**Seçilen metin**:
>>>

Sevmek, insanda var olan özelliklerin başında gelir. Tarifi şöyle yapılmıştır: İnsanı bir şeye veya bir kimseye karşı yakın ilgi ve bağlılık göstermeye yönelten duygu; muhabbet. Her insan aile fertlerini, akrabalarını, dostlarını ve tabiatı sever. Müslüman için sahip olduğu her bir değer / nimet kendisine emanettir.

<<<

Nokta etiketleme veri kümesinden alıntılar:
>>>

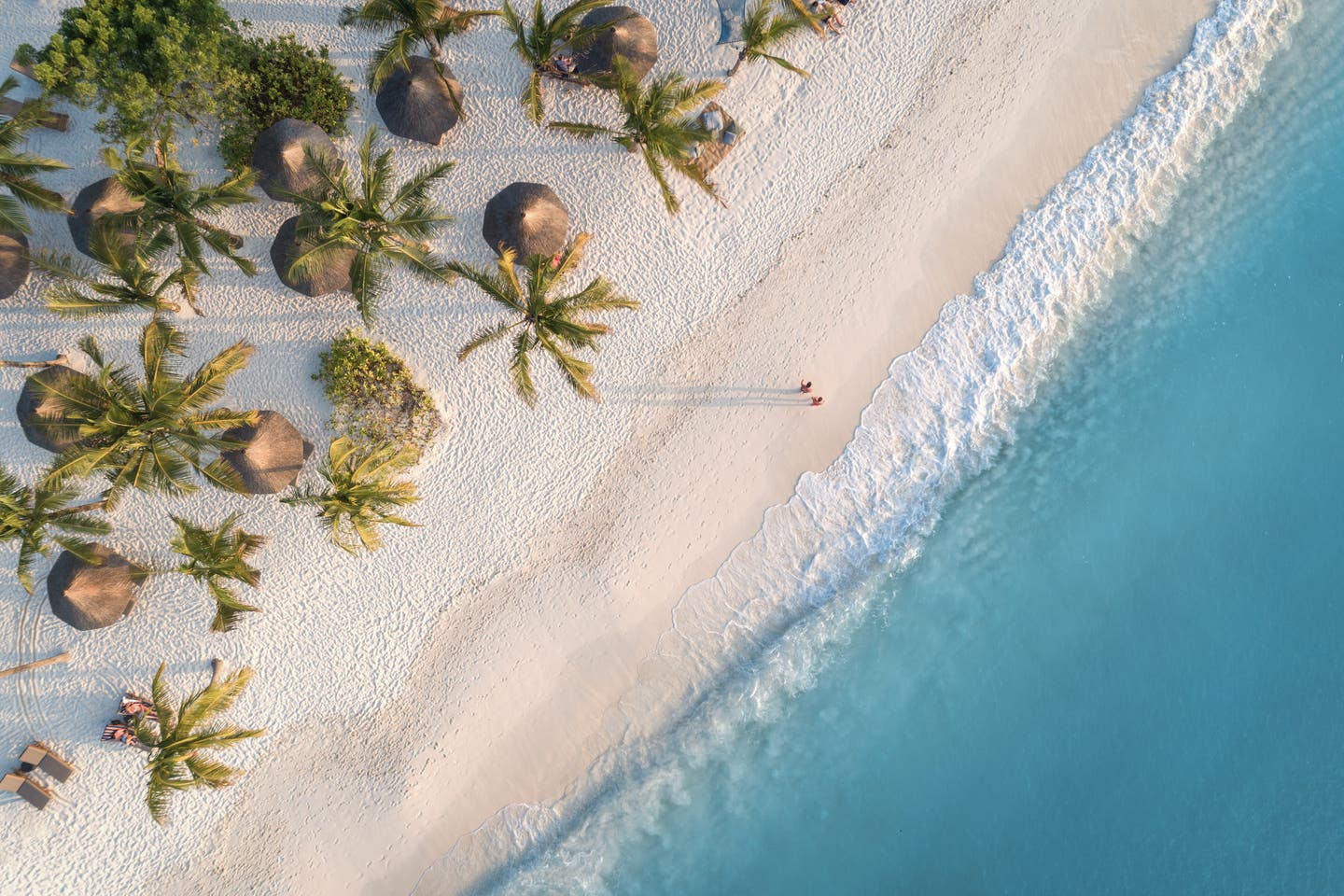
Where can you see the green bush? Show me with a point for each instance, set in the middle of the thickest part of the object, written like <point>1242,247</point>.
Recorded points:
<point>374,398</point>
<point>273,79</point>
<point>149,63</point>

<<<
>>>

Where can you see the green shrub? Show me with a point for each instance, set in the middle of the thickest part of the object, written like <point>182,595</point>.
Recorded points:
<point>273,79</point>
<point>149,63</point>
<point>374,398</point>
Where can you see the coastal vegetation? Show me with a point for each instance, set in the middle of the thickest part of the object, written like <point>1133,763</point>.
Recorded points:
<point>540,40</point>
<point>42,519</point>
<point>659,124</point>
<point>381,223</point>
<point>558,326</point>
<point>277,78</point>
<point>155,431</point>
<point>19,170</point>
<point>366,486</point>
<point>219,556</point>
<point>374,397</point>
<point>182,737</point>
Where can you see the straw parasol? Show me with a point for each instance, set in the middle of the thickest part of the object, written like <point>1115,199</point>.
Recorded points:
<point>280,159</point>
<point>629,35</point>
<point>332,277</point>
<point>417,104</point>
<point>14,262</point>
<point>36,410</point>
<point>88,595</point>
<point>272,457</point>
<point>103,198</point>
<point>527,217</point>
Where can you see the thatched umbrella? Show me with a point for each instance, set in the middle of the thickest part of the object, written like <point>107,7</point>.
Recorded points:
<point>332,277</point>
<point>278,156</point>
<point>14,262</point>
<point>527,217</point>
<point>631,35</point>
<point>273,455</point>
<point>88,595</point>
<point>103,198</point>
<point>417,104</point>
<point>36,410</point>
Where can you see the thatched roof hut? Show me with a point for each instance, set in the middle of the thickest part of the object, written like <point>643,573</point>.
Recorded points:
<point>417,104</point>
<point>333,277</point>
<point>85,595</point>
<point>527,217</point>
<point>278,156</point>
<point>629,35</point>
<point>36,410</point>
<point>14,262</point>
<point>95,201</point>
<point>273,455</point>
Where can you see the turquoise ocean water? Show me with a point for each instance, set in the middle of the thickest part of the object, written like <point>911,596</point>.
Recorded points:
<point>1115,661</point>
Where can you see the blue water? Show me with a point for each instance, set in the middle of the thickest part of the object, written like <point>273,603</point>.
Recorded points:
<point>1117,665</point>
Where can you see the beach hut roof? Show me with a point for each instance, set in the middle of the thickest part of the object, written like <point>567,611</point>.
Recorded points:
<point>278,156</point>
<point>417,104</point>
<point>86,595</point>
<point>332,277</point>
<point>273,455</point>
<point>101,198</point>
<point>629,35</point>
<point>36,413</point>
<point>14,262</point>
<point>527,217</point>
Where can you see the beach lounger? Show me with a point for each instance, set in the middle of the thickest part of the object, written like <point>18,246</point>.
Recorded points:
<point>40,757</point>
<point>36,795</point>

<<<
>>>

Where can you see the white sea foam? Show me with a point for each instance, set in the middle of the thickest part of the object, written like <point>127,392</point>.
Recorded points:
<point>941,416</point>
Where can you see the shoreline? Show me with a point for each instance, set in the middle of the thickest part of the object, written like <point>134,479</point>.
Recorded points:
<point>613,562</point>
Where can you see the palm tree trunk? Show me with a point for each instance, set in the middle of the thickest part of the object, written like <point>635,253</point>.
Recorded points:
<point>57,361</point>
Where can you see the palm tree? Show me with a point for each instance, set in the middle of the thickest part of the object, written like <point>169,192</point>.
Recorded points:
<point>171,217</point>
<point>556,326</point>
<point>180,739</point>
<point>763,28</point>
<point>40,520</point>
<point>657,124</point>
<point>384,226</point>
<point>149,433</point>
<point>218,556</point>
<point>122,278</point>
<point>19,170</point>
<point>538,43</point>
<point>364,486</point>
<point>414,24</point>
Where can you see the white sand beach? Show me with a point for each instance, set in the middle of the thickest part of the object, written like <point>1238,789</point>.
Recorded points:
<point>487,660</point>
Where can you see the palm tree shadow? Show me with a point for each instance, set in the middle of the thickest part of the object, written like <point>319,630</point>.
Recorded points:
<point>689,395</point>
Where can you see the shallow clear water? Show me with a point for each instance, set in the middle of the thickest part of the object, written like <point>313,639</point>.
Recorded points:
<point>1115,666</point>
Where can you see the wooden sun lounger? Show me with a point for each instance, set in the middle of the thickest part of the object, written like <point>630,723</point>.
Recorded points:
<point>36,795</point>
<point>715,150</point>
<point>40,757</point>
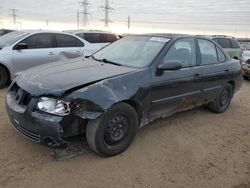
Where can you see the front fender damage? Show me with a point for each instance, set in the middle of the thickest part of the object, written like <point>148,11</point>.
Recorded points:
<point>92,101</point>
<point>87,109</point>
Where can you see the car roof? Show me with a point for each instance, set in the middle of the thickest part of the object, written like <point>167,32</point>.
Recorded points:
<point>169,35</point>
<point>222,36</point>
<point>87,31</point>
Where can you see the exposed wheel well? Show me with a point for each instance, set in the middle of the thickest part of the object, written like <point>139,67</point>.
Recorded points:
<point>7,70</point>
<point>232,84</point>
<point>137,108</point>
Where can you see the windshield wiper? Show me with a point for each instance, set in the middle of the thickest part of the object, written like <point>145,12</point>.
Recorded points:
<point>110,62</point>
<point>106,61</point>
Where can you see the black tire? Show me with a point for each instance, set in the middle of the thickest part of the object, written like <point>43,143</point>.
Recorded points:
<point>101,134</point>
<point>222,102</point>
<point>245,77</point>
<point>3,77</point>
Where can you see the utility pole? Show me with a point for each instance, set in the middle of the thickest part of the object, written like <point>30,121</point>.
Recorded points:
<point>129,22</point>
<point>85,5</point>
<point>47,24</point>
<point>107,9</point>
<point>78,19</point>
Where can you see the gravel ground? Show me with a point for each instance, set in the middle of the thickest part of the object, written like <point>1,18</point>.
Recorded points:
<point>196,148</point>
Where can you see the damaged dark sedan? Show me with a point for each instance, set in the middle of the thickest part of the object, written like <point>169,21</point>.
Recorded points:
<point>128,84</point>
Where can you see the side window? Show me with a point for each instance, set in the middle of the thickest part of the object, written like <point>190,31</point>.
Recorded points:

<<<

**Yapılacak iş**: Sevmek üzerine olan metinde "Sevmek, insanda var" ile başlayıp "nimet kendisine emanettir." kısmına kadar süren bölümü, "dostlarını" ifadesini "arkadaşlarını" olarak yeniden adlandırarak tekrar yaz. Bu malzeme başka bir kaynaktan alınmıştır.

**Yazılı yanıt**:
Sevmek, insanda var olan özelliklerin başında gelir. Tarifi şöyle yapılmıştır: İnsanı bir şeye veya bir kimseye karşı yakın ilgi ve bağlılık göstermeye yönelten duygu; muhabbet. Her insan aile fertlerini, akrabalarını, arkadaşlarını ve tabiatı sever. Müslüman için sahip olduğu her bir değer / nimet kendisine emanettir.